### Goal
How many lines in the entries below contain the string "bird", counting only matches with the same letter case? Tally them and reply with the number alone.

Coordinate annotation entries:
------------------------------------------------
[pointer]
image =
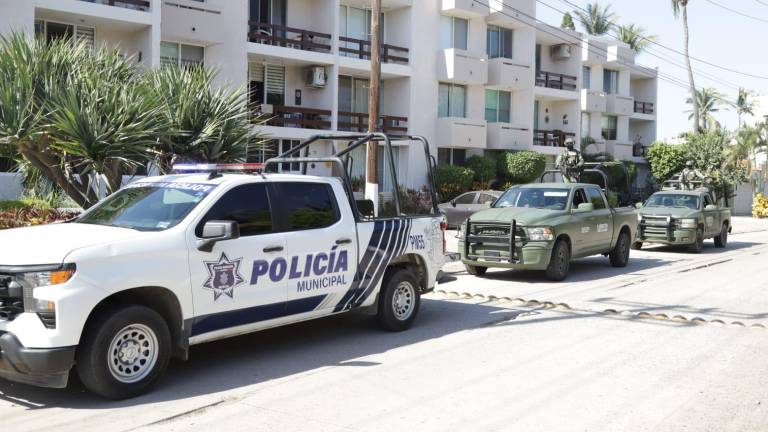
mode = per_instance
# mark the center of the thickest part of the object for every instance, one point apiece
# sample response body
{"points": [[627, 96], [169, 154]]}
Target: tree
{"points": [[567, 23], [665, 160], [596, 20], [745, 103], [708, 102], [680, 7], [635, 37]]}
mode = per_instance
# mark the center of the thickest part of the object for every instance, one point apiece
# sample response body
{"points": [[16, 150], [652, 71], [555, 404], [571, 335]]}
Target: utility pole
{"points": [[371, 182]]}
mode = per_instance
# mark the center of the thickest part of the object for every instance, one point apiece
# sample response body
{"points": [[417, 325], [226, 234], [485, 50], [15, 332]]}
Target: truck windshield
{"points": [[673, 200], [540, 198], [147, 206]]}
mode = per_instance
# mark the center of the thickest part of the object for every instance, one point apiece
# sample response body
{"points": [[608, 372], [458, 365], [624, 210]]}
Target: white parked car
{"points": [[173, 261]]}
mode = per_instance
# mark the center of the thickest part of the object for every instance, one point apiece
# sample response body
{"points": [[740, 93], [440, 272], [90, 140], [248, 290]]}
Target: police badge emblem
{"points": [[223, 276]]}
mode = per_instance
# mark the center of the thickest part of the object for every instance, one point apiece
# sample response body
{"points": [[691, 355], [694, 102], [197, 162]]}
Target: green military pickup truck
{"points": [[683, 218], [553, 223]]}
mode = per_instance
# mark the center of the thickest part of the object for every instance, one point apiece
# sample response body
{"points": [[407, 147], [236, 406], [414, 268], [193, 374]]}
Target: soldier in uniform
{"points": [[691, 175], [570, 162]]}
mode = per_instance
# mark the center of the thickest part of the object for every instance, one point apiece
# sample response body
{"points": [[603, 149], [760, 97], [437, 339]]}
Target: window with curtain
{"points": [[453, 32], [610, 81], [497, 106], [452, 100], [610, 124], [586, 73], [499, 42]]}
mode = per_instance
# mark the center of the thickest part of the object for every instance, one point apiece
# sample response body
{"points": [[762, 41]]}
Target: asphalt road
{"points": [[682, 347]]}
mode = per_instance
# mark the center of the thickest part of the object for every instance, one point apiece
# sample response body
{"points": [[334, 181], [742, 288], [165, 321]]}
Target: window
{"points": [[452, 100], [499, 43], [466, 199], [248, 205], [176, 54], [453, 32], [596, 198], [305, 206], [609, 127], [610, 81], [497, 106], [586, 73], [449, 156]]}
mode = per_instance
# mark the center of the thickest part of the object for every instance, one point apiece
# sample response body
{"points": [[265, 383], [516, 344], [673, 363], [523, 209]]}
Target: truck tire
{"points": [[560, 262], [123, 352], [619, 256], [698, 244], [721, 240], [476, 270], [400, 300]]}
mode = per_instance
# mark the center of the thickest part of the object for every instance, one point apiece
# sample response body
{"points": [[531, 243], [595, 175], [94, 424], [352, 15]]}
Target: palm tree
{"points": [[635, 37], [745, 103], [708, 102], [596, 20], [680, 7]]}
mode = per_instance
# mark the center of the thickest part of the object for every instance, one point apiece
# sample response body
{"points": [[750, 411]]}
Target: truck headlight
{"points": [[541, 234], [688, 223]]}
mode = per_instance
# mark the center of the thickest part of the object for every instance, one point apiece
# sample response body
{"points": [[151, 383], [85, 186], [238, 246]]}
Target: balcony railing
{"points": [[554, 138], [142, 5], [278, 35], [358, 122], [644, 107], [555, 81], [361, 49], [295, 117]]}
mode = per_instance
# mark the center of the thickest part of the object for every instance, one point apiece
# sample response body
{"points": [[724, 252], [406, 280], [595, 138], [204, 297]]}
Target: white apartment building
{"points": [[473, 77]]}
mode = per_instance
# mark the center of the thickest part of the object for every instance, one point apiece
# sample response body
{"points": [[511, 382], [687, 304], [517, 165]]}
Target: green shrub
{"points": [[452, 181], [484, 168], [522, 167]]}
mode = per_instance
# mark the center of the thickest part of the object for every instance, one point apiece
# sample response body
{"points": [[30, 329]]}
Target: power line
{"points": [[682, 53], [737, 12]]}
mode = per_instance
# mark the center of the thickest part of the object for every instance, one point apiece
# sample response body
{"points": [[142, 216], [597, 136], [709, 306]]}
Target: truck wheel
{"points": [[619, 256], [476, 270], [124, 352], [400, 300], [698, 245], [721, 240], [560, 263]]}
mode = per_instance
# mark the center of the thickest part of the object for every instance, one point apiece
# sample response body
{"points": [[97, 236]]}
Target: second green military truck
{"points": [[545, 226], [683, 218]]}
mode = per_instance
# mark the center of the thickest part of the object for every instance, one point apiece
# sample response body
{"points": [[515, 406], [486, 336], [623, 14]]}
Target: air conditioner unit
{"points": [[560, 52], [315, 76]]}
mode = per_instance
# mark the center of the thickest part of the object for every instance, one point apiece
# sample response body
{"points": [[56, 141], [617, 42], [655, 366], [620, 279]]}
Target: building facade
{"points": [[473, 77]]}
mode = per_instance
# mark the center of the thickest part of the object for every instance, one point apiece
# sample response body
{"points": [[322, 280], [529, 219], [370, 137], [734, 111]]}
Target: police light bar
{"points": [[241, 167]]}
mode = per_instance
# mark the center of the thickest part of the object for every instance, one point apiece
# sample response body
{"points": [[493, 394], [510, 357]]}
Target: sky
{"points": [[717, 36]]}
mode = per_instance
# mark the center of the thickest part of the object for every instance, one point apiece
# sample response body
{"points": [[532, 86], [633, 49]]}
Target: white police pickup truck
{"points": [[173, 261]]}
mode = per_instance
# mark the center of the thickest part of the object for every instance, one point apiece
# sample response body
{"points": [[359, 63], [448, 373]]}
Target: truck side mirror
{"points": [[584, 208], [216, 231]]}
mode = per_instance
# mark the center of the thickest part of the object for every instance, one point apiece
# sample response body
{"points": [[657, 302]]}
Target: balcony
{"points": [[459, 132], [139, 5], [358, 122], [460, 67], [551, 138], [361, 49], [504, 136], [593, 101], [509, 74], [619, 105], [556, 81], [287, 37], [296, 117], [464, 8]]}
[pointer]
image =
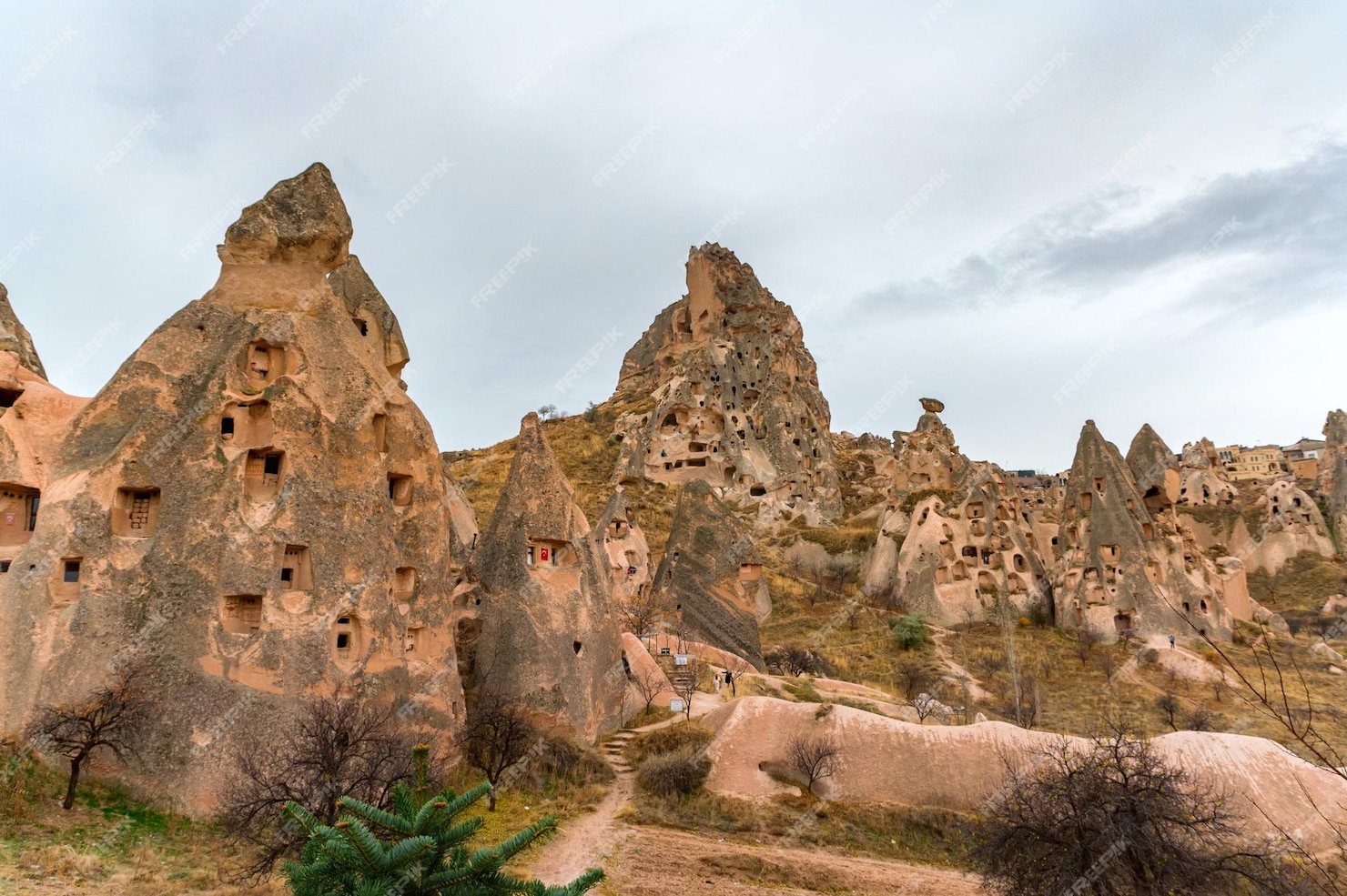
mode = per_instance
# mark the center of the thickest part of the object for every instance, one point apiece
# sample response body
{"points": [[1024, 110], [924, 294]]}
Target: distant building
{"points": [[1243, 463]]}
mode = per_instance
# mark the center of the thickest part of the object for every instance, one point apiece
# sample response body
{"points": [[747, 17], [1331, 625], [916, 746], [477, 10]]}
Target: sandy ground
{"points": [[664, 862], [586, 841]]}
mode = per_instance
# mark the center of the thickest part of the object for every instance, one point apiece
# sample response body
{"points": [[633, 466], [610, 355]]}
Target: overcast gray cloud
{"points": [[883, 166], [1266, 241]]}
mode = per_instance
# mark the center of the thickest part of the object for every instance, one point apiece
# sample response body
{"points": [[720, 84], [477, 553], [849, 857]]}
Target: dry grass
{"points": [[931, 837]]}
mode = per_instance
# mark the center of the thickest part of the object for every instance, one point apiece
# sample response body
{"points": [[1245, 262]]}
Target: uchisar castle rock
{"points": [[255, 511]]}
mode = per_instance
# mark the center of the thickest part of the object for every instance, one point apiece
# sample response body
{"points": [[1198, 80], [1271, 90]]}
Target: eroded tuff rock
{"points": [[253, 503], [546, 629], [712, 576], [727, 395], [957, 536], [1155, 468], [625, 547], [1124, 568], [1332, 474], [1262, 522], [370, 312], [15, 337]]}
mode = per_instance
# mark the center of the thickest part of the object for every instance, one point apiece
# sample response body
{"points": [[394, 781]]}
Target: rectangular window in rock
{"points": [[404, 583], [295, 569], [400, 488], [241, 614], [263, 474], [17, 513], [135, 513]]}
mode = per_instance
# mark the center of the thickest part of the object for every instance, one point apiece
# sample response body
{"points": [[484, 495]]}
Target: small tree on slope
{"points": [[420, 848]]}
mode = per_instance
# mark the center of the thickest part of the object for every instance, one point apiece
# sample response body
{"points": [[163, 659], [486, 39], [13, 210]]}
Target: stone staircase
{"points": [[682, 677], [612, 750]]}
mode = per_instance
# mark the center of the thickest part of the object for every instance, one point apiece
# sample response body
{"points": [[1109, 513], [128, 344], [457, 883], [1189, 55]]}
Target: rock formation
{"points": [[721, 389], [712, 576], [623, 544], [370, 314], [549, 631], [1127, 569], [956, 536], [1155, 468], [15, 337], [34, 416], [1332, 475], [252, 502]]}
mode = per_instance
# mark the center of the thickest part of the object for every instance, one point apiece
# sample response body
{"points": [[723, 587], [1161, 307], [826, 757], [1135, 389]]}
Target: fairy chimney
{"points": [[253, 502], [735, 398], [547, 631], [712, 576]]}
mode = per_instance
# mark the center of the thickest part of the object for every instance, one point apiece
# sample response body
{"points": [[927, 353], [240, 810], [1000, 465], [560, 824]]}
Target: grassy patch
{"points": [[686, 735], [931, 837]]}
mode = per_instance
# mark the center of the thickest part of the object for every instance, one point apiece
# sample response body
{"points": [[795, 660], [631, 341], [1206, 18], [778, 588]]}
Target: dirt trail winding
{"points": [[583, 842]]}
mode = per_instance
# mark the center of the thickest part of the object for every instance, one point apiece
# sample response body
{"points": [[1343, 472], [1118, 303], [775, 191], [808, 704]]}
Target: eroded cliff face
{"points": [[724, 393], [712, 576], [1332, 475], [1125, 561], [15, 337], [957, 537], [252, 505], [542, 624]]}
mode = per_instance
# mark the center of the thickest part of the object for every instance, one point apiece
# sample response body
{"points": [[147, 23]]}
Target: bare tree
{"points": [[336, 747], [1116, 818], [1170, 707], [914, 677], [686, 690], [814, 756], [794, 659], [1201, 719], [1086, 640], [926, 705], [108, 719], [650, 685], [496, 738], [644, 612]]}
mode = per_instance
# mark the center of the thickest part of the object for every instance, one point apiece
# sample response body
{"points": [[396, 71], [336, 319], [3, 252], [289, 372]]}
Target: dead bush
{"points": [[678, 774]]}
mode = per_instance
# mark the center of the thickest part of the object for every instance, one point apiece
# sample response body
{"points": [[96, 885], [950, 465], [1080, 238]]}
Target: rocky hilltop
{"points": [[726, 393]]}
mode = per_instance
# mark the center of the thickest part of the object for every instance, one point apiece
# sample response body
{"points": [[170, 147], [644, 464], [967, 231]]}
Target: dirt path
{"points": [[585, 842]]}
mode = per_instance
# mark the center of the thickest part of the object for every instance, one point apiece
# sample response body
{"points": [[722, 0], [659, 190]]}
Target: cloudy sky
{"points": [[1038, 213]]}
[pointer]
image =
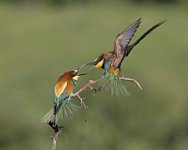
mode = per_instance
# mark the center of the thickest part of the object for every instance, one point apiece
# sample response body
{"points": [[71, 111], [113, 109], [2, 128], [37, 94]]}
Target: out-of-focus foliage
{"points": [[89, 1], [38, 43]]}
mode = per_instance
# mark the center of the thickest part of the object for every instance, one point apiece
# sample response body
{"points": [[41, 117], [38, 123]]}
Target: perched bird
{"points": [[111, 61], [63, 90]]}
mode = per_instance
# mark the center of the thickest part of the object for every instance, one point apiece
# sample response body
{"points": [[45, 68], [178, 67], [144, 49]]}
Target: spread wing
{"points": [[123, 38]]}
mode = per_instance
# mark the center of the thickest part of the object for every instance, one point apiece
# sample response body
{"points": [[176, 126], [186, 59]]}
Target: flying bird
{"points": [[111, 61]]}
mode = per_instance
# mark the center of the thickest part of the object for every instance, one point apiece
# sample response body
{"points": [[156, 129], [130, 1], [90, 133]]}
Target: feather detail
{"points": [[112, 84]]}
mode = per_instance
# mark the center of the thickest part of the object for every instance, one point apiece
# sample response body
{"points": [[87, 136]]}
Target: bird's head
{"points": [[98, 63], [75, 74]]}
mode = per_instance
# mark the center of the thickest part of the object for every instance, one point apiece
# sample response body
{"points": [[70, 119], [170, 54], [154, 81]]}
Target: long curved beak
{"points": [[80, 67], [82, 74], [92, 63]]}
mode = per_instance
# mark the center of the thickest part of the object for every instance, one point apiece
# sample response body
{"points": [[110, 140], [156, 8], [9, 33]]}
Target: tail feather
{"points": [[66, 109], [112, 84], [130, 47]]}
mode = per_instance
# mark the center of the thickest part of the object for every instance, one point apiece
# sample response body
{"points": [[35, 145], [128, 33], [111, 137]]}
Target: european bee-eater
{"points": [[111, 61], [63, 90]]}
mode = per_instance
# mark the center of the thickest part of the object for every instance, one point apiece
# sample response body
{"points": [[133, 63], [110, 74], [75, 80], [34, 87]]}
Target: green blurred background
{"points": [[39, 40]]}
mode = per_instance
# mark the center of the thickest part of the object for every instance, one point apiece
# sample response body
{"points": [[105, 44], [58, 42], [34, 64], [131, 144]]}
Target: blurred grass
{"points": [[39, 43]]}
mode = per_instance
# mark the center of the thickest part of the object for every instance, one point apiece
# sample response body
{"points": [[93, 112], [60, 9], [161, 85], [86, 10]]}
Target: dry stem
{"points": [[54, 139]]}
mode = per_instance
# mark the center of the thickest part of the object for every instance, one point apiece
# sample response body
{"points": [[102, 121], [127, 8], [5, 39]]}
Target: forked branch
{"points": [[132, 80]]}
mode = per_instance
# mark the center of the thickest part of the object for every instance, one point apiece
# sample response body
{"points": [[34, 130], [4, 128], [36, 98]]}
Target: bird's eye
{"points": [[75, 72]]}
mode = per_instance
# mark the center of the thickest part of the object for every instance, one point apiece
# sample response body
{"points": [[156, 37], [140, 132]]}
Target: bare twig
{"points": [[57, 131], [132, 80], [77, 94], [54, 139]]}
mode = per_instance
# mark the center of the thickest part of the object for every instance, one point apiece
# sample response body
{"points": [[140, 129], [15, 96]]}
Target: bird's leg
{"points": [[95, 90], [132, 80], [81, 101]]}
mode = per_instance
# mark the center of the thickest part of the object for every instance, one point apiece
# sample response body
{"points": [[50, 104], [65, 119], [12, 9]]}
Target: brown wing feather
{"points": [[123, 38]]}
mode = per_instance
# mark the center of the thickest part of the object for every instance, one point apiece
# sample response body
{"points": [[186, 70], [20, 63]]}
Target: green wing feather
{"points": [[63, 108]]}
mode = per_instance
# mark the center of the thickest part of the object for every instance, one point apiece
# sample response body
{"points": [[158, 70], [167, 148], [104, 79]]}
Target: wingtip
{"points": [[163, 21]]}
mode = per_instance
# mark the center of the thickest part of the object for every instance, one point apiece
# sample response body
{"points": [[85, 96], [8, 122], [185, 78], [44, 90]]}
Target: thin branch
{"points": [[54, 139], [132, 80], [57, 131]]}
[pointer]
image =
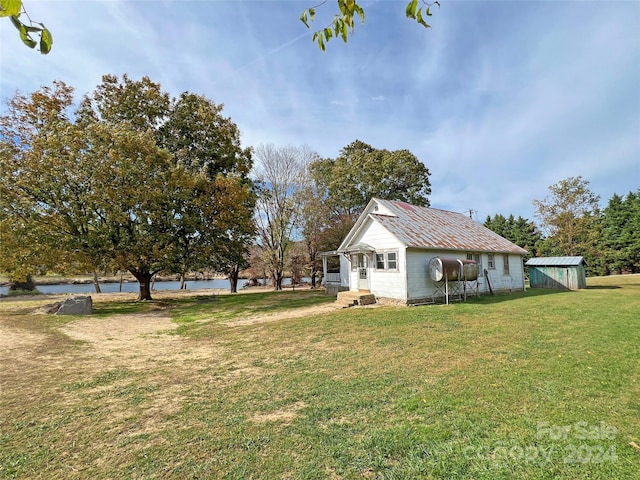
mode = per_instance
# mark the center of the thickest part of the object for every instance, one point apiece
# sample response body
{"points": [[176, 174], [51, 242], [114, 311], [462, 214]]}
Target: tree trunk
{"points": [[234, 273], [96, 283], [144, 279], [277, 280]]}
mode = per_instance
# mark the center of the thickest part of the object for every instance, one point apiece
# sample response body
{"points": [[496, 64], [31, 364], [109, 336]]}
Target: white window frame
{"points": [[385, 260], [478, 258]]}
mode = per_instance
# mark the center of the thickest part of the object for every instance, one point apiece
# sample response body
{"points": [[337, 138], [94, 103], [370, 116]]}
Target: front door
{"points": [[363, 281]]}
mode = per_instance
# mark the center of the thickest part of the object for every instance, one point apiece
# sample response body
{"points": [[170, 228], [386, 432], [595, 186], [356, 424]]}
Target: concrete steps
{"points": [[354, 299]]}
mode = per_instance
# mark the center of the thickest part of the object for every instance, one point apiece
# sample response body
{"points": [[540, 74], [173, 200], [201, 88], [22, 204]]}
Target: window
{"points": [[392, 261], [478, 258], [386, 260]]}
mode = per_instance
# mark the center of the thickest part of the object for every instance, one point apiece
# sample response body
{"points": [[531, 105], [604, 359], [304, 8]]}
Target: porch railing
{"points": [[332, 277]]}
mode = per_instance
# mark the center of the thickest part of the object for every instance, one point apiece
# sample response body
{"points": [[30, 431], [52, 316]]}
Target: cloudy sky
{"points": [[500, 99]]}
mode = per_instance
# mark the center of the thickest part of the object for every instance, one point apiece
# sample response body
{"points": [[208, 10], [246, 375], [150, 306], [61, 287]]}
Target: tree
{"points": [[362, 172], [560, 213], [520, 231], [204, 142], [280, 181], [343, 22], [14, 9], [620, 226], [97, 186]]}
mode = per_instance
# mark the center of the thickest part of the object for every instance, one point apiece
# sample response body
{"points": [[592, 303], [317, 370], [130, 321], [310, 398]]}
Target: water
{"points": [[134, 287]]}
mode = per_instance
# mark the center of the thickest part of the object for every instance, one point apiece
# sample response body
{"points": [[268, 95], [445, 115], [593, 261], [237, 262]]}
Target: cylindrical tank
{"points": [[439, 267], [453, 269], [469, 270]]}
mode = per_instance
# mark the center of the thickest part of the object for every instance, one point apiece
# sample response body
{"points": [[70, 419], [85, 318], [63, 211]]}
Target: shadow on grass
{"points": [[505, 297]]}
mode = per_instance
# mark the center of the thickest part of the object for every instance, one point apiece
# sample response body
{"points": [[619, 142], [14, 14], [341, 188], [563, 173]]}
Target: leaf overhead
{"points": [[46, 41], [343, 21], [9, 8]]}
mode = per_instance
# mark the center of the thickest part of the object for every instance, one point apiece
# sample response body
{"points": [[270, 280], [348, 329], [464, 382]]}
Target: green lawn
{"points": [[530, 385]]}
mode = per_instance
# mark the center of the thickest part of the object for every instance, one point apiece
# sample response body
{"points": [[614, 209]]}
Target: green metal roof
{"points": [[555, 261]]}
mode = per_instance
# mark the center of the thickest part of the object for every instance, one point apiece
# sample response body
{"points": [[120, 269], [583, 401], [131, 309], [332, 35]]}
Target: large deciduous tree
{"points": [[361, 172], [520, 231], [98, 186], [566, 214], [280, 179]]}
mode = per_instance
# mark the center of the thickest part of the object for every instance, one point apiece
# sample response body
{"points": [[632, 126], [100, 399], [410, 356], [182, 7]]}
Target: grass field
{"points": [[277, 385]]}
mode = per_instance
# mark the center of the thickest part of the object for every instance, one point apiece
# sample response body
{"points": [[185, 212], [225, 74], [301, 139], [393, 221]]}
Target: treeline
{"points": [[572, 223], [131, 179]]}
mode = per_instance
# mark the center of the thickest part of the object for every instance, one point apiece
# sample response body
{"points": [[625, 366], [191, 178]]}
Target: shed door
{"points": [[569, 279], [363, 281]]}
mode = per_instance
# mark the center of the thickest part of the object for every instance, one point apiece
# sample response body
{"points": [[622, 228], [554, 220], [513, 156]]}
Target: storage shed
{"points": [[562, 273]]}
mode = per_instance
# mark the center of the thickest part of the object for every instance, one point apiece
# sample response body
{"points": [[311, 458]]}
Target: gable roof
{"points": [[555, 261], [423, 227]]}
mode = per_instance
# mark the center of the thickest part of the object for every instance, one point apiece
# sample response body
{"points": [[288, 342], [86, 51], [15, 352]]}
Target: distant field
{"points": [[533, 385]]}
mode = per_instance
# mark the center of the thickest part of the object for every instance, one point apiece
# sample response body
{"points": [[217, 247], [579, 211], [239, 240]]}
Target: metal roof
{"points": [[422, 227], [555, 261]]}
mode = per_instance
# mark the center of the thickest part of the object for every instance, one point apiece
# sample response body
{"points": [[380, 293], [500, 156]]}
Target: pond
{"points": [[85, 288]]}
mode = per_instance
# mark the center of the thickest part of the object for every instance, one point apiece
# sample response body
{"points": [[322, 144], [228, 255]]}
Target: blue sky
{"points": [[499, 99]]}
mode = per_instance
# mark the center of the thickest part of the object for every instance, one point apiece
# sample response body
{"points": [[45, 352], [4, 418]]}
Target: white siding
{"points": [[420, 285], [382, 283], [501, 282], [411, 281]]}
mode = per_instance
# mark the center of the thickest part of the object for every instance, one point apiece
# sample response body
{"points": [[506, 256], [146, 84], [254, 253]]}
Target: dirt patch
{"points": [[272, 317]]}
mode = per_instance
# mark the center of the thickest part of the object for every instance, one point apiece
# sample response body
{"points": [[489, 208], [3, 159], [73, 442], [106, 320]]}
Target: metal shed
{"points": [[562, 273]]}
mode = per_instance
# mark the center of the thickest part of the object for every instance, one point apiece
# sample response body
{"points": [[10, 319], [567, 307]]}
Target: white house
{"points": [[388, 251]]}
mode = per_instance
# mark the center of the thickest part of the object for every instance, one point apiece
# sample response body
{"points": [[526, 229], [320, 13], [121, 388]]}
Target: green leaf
------------------------------------------------
### Exercise output
5